◆ PROMPT 1 ◆
Please copy out everything in the article on the Nassar investigation from "In a letter" down to "maintain attorney-client privilege.".
◆ PROMPT 2 ◆
According to the article on the Nassar investigation, what prison sentence did Nassar receive?
◆ PROMPT 3 ◆
Name the three legislators who, according to the article on the Nassar investigation, led the coalition calling on the MSU Board of Trustees to release the documents.

Michigan Attorney General Dana Nessel said Friday that Michigan State University (MSU) officials refusing voluntarily waive privilege to thousands of documents involving disgraced former Dr. Larry Nassar means her inquiry is complete.
“We have used every legal mechanism available to us — including going to court — to secure the remaining documents needed for our investigation,” said Nessel through a statement.
Nassar, a former USA Gymnastics and MSU doctor, abused more than 150 student athletes. In 2017, he pleaded guilty to seven counts of criminal sexual conduct and admitted to using his trusted medical position to assault young women under the guise of medical treatment. The following year, he was sentenced to 40 to 175 years in prison.
“The university’s refusal to voluntarily provide them closes the last door available to finish our investigation,” Nessel added. “We’re incredibly disappointed that our work will end this way, especially for the survivors. We can only emphasize again that justice doesn’t begin and end at the courthouse doors. Principles of truth, fairness, and equity should be lights that guide all of our public institutions, especially our schools; and, when our universities refuse to lead, they miss the most important way they can teach.”
Last week, state Rep. Ryan Berman (R-Commerce Twp.), Rep. Julie Brixie (D-Meridian Twp.) and Sen. Curtis Hertel (D-East Lansing) led a bipartisan and bicameral coalition of 47 lawmakers who are calling on the MSU Board of Trustees to release documents related to the Nassar investigation.
The lawmakers and their colleagues sent a formal letter to the board of trustees, urging them to waive privilege on the documents and release them to Nessel.
“Full transparency is essential to restoring public trust,” the letter reads. “We owe it to the survivors, families, students, faculty, employees, and the entire MSU community to have a full, transparent, and impartial investigation completed. You have the opportunity to ensure this happens.”
In a letter to the university community, MSU Board Dianne Byrum, a former longtime Democratic lawmaker, said Friday that it is important to maintain attorney-client privilege.
“The attorney-client privilege only applies to confidential communications by a client to its attorney that are made for the purpose of obtaining legal advice,” Byrum wrote. “It does not protect against the discovery of facts. Facts are not privileged.”

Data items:
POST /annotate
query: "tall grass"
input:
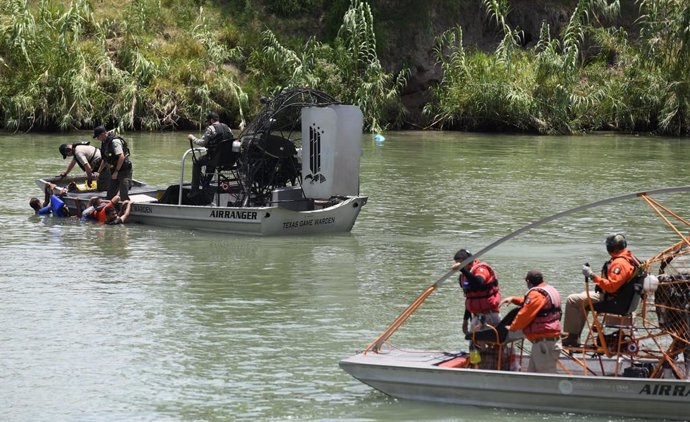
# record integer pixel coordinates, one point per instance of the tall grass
(349, 69)
(64, 69)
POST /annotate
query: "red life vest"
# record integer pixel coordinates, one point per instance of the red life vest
(484, 298)
(548, 319)
(101, 214)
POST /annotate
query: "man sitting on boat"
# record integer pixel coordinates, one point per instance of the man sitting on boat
(539, 319)
(88, 158)
(616, 274)
(215, 133)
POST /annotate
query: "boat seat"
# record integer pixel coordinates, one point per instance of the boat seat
(615, 318)
(625, 301)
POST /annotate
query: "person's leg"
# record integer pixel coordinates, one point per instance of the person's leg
(544, 356)
(113, 188)
(103, 181)
(576, 308)
(196, 175)
(124, 180)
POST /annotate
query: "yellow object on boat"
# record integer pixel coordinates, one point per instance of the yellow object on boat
(84, 186)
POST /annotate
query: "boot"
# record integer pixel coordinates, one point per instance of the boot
(570, 340)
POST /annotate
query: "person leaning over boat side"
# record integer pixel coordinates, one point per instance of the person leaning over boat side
(114, 218)
(52, 204)
(539, 319)
(616, 273)
(115, 156)
(482, 295)
(88, 158)
(214, 134)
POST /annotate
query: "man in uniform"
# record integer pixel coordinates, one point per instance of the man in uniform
(115, 154)
(215, 133)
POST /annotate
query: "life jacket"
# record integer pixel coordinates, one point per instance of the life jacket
(56, 205)
(548, 319)
(223, 133)
(100, 213)
(483, 298)
(636, 275)
(108, 150)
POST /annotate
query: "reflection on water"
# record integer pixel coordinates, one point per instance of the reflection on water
(145, 323)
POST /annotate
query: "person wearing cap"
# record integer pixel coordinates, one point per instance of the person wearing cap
(52, 204)
(480, 287)
(539, 320)
(215, 133)
(615, 274)
(88, 158)
(115, 156)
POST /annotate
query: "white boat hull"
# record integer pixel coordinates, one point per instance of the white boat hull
(268, 221)
(414, 376)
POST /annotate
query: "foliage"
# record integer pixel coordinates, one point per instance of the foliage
(349, 69)
(64, 69)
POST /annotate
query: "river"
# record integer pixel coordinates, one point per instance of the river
(137, 323)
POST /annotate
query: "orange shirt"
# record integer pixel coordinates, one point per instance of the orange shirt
(620, 272)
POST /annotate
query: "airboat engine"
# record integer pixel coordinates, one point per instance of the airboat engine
(331, 150)
(271, 170)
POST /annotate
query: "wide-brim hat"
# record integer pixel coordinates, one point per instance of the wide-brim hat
(63, 150)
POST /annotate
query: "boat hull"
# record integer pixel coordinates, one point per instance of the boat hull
(77, 200)
(414, 376)
(267, 221)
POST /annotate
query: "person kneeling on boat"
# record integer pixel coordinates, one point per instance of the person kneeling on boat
(88, 158)
(114, 218)
(52, 204)
(215, 133)
(480, 287)
(616, 273)
(539, 319)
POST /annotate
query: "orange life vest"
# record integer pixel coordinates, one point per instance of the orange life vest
(483, 298)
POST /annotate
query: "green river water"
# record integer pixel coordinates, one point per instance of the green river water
(138, 323)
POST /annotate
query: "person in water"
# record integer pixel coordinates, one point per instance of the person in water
(52, 204)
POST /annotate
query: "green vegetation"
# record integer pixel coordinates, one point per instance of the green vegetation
(161, 64)
(558, 87)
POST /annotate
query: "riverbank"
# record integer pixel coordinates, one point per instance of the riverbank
(548, 67)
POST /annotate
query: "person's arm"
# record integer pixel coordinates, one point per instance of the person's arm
(515, 300)
(118, 165)
(475, 280)
(466, 322)
(70, 166)
(125, 215)
(529, 311)
(203, 141)
(620, 272)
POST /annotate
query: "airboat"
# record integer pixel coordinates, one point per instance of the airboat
(293, 170)
(635, 360)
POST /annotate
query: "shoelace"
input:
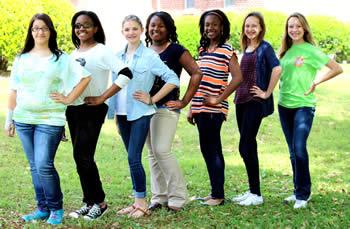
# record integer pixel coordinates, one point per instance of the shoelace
(95, 210)
(83, 209)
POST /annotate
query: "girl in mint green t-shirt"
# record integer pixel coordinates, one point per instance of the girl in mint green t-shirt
(300, 61)
(43, 81)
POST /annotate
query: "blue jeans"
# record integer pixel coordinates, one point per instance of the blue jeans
(40, 143)
(296, 124)
(134, 134)
(209, 127)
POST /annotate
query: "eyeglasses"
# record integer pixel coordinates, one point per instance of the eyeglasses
(85, 26)
(43, 29)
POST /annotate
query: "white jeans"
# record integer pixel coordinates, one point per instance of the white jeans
(167, 181)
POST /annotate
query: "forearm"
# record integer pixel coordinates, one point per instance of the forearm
(192, 87)
(12, 100)
(275, 76)
(334, 70)
(166, 89)
(78, 89)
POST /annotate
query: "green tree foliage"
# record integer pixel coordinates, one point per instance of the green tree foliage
(330, 34)
(14, 21)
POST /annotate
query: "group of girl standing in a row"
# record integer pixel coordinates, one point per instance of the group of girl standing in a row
(44, 80)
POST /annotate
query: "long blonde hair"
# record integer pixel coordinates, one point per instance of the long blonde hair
(287, 41)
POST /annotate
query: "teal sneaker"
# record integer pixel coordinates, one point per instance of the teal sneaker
(36, 215)
(56, 217)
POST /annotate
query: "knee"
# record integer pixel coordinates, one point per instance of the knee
(44, 168)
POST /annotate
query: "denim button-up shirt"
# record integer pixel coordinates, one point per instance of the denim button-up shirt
(266, 60)
(145, 66)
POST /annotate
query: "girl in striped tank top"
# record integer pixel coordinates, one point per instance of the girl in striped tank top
(209, 106)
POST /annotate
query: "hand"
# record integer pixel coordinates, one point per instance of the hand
(10, 131)
(60, 98)
(211, 100)
(257, 92)
(93, 100)
(175, 104)
(311, 89)
(143, 97)
(190, 118)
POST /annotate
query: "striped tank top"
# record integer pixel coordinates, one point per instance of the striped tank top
(215, 69)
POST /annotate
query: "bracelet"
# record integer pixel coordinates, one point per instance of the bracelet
(150, 101)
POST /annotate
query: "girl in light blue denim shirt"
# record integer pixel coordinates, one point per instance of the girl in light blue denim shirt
(133, 122)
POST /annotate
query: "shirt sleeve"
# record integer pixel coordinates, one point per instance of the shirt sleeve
(14, 79)
(72, 75)
(271, 57)
(318, 58)
(112, 62)
(158, 68)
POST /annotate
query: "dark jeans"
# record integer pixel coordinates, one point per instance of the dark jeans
(40, 143)
(134, 134)
(249, 117)
(209, 127)
(85, 124)
(296, 124)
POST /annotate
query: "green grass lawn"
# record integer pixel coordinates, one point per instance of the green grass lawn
(329, 149)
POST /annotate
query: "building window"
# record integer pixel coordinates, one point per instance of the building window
(229, 3)
(189, 4)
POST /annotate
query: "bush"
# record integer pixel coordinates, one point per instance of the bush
(331, 41)
(14, 20)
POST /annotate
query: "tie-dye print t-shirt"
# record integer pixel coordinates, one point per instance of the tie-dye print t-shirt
(34, 78)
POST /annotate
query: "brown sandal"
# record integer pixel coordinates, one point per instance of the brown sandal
(127, 210)
(145, 212)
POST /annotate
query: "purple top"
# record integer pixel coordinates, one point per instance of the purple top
(248, 69)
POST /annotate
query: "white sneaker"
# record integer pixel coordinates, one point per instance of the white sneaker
(241, 197)
(300, 204)
(289, 199)
(252, 199)
(293, 198)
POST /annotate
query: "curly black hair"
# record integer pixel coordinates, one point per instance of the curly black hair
(169, 25)
(204, 41)
(99, 36)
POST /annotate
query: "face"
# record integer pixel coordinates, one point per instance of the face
(212, 27)
(295, 30)
(132, 31)
(252, 28)
(157, 30)
(84, 28)
(40, 32)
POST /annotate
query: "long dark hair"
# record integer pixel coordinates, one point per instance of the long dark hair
(225, 35)
(169, 25)
(244, 38)
(99, 36)
(287, 42)
(29, 43)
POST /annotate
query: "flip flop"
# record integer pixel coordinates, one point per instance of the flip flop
(145, 212)
(126, 210)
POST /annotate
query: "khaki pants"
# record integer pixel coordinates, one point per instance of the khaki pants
(167, 182)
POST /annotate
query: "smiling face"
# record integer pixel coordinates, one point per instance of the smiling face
(40, 32)
(252, 28)
(212, 27)
(157, 30)
(132, 31)
(84, 28)
(295, 30)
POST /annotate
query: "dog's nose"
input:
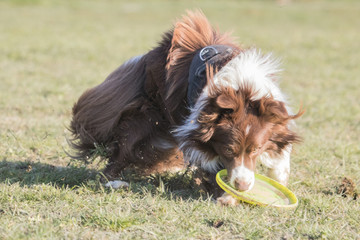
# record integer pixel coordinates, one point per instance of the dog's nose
(241, 185)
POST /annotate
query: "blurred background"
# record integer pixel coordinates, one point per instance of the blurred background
(52, 51)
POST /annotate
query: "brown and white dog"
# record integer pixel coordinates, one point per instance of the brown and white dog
(197, 97)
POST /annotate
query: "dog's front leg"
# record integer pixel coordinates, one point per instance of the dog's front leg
(279, 167)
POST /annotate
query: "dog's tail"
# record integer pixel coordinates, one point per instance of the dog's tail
(98, 110)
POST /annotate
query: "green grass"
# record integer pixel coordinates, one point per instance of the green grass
(51, 51)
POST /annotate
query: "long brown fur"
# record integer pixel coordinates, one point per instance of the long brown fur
(130, 115)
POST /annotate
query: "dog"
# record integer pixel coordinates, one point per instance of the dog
(196, 98)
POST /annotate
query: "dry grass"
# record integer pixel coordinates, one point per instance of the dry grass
(51, 51)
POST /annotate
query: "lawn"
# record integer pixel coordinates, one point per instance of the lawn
(51, 51)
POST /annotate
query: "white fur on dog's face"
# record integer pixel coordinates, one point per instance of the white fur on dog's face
(244, 175)
(251, 77)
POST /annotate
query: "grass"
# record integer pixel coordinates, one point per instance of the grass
(51, 51)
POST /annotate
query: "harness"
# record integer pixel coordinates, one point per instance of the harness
(197, 72)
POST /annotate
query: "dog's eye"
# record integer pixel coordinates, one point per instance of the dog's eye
(255, 150)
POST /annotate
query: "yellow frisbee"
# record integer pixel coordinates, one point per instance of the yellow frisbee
(266, 192)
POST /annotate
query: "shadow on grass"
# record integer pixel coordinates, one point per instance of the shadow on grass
(167, 185)
(31, 173)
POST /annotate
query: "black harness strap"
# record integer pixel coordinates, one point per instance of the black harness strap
(197, 72)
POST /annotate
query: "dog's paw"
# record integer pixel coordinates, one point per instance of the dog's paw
(117, 184)
(227, 200)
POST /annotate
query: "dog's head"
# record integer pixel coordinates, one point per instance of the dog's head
(240, 115)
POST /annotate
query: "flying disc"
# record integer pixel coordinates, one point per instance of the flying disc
(266, 192)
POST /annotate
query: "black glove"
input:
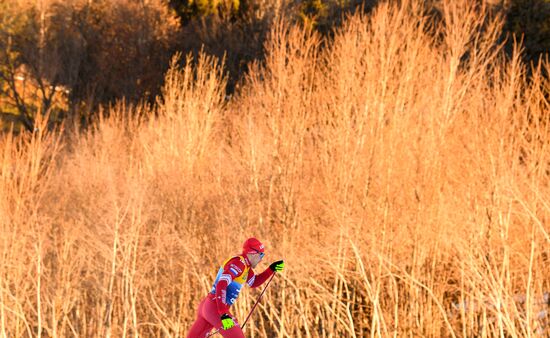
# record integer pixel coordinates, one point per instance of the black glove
(277, 266)
(227, 321)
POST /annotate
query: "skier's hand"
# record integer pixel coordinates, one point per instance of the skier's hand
(227, 321)
(277, 266)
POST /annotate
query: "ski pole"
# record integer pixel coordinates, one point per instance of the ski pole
(253, 307)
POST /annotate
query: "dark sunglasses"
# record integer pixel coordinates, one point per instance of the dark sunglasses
(260, 253)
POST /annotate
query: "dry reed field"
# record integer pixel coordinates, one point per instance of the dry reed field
(401, 168)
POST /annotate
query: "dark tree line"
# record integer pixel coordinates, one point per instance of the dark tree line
(67, 57)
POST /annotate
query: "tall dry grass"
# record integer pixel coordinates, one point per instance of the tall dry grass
(401, 169)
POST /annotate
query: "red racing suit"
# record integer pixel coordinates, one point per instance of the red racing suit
(231, 277)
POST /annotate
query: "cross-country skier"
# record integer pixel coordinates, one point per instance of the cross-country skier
(213, 310)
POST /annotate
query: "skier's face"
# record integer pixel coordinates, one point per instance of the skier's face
(255, 258)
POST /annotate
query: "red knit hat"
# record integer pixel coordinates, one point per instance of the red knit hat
(252, 245)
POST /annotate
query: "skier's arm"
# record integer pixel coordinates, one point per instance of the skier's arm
(233, 269)
(255, 281)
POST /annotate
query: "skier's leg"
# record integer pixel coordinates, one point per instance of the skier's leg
(210, 313)
(201, 326)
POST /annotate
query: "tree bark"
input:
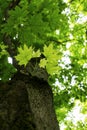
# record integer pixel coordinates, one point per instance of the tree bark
(26, 103)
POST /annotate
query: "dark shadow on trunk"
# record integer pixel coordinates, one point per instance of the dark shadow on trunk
(26, 103)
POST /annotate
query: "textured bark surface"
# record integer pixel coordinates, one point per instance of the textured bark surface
(26, 103)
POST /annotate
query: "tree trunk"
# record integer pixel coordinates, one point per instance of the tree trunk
(26, 103)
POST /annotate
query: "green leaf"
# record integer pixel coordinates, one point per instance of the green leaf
(25, 55)
(43, 63)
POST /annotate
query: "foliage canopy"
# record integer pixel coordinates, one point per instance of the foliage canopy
(55, 31)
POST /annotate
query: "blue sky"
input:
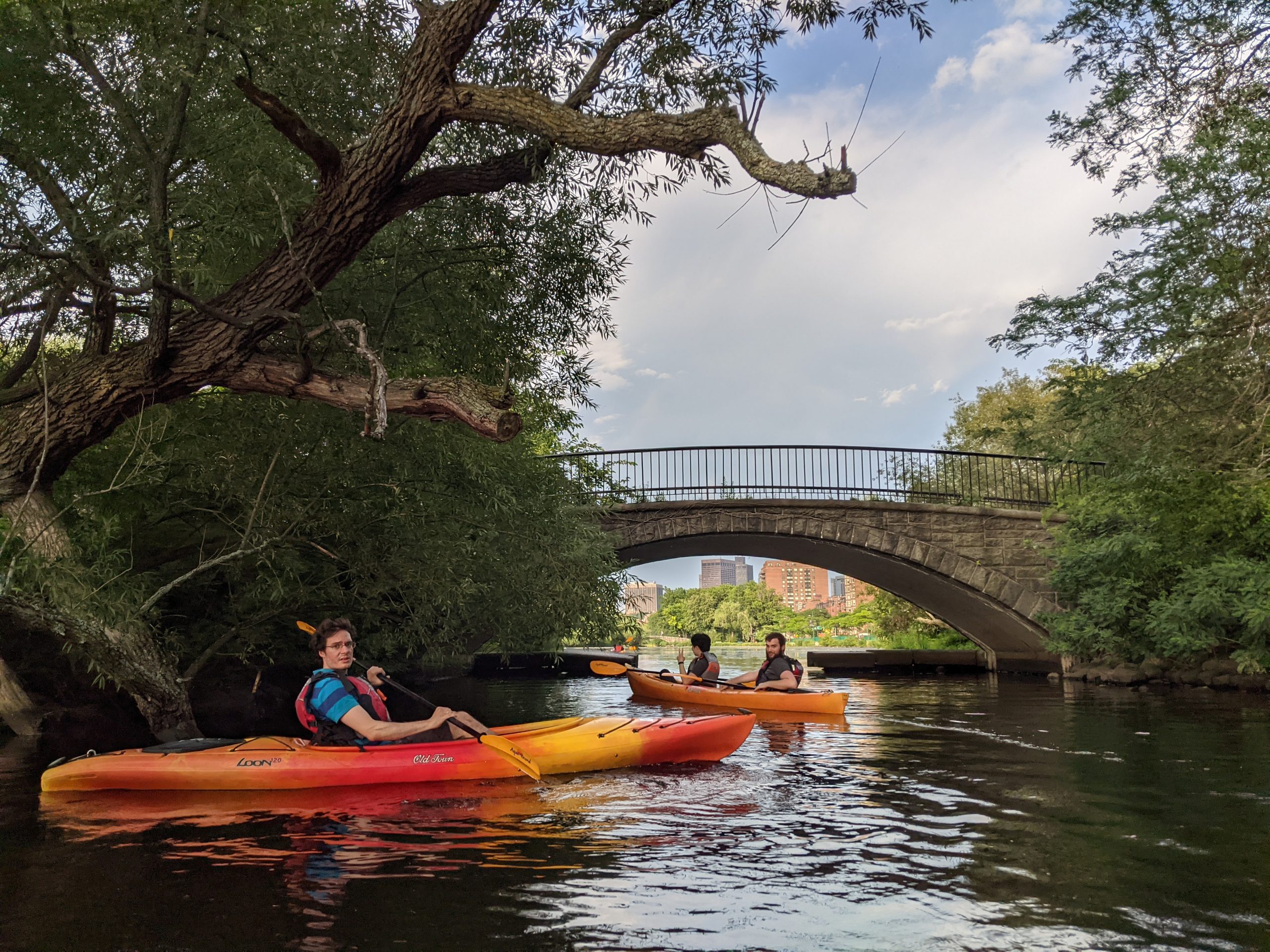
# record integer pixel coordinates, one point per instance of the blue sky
(863, 324)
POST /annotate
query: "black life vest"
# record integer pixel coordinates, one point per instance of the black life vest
(793, 662)
(338, 735)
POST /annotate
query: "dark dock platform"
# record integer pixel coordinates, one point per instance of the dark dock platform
(863, 660)
(568, 660)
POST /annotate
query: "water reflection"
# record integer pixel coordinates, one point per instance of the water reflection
(949, 814)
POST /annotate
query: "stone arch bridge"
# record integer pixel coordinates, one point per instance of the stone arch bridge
(960, 535)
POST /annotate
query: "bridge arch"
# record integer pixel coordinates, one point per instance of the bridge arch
(982, 570)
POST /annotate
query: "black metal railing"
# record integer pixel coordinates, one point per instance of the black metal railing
(827, 473)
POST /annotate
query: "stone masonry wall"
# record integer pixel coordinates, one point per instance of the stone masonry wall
(1000, 552)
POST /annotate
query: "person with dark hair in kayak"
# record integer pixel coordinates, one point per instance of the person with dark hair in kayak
(778, 673)
(704, 663)
(342, 710)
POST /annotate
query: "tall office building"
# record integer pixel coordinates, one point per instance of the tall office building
(801, 587)
(643, 598)
(724, 572)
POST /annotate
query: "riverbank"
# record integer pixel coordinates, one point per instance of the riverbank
(1194, 673)
(994, 814)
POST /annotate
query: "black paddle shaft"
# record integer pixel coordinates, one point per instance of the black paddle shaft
(422, 700)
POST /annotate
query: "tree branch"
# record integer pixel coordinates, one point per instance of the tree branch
(686, 135)
(586, 88)
(483, 409)
(321, 150)
(54, 301)
(483, 178)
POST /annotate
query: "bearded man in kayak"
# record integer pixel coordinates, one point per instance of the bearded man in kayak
(342, 710)
(778, 673)
(704, 663)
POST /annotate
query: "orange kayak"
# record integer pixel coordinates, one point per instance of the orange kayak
(656, 688)
(567, 746)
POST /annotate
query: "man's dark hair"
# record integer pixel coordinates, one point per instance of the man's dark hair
(328, 627)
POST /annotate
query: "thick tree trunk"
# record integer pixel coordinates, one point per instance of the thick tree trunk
(131, 656)
(17, 709)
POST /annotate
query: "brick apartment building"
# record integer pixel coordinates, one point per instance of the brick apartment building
(801, 587)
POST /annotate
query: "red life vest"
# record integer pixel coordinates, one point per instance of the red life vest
(793, 662)
(328, 734)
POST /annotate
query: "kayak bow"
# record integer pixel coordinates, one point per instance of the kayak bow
(567, 746)
(657, 688)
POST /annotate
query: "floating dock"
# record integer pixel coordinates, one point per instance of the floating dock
(568, 660)
(863, 660)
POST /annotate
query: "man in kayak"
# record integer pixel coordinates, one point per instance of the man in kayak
(342, 710)
(778, 673)
(704, 662)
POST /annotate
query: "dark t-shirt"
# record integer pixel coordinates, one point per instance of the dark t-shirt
(705, 667)
(775, 669)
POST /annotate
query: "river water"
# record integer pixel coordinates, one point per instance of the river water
(952, 814)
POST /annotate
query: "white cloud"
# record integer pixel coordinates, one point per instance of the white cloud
(953, 70)
(1010, 58)
(949, 323)
(651, 372)
(1034, 9)
(889, 398)
(780, 346)
(607, 359)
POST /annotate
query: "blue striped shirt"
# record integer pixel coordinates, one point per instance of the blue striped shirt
(329, 700)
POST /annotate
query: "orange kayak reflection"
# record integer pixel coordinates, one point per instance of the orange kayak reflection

◆ EXERCISE ANSWER 1 ◆
In a letter to the university community, MSU Board Dianne Byrum, a former longtime Democratic lawmaker, said Friday that it is important to maintain attorney-client privilege.

◆ EXERCISE ANSWER 2 ◆
40 to 175 years in prison.

◆ EXERCISE ANSWER 3 ◆
Rep. Ryan Berman (R-Commerce Twp.)
Rep. Julie Brixie (D-Meridian Twp.)
Sen. Curtis Hertel (D-East Lansing)